Each line from the one holding "[mark] macro fruit" through the final line of the data below is to be given again exactly, and no other line is to appear.

*** Dataset records Section Begins ***

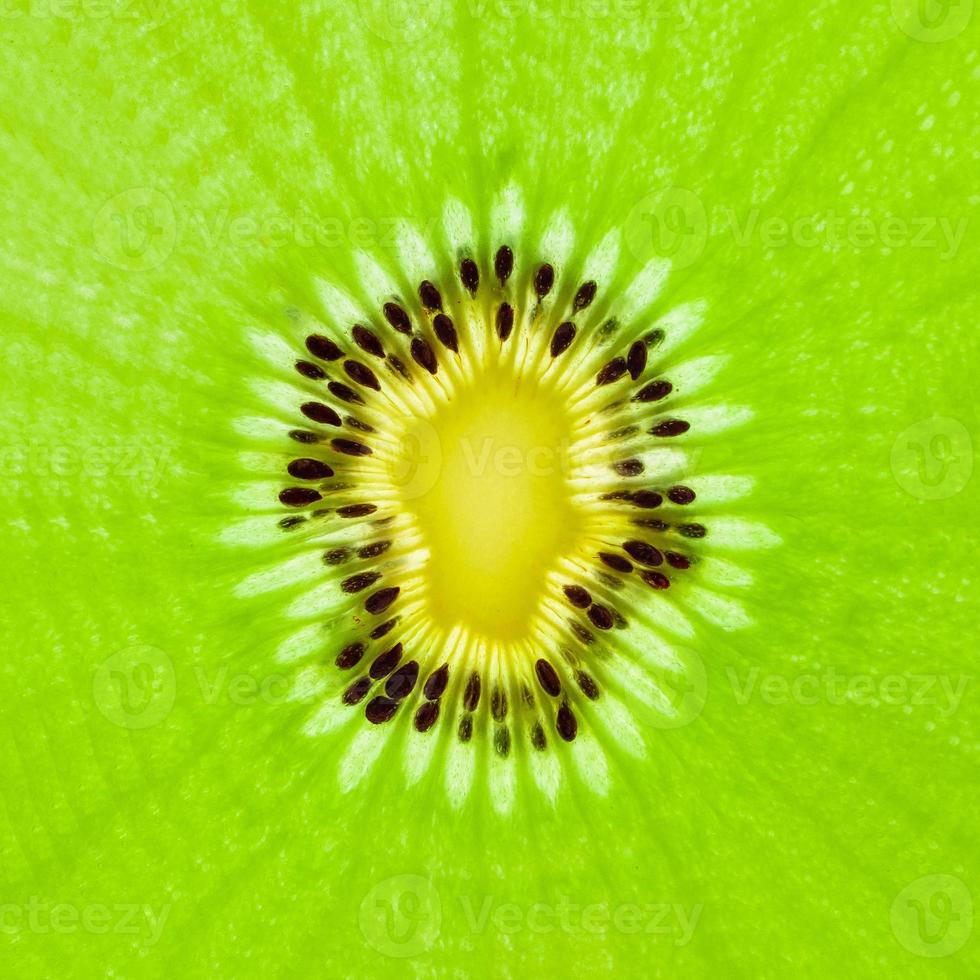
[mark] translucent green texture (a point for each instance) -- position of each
(174, 176)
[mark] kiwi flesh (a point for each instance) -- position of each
(494, 467)
(776, 775)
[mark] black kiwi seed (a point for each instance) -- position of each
(589, 687)
(617, 495)
(446, 332)
(577, 596)
(424, 355)
(318, 412)
(435, 686)
(562, 338)
(383, 630)
(310, 371)
(359, 582)
(304, 436)
(654, 391)
(505, 320)
(374, 549)
(426, 716)
(323, 347)
(643, 553)
(692, 530)
(379, 601)
(646, 499)
(498, 704)
(611, 371)
(356, 510)
(544, 279)
(584, 296)
(629, 467)
(398, 366)
(469, 274)
(345, 393)
(298, 496)
(680, 495)
(386, 662)
(636, 359)
(397, 317)
(350, 656)
(655, 579)
(430, 296)
(350, 448)
(357, 690)
(600, 616)
(537, 737)
(566, 724)
(402, 681)
(309, 469)
(367, 340)
(503, 263)
(380, 709)
(548, 678)
(616, 562)
(362, 374)
(471, 696)
(651, 522)
(670, 427)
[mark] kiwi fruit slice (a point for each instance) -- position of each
(489, 490)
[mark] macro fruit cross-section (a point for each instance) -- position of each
(499, 471)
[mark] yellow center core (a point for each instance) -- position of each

*** Dataset records Section Ends ***

▶ [Exercise output]
[mark] macro fruit cross-section (a point for each instance) -- position of each
(499, 471)
[mark] yellow center core (a point for each instance) -- position of each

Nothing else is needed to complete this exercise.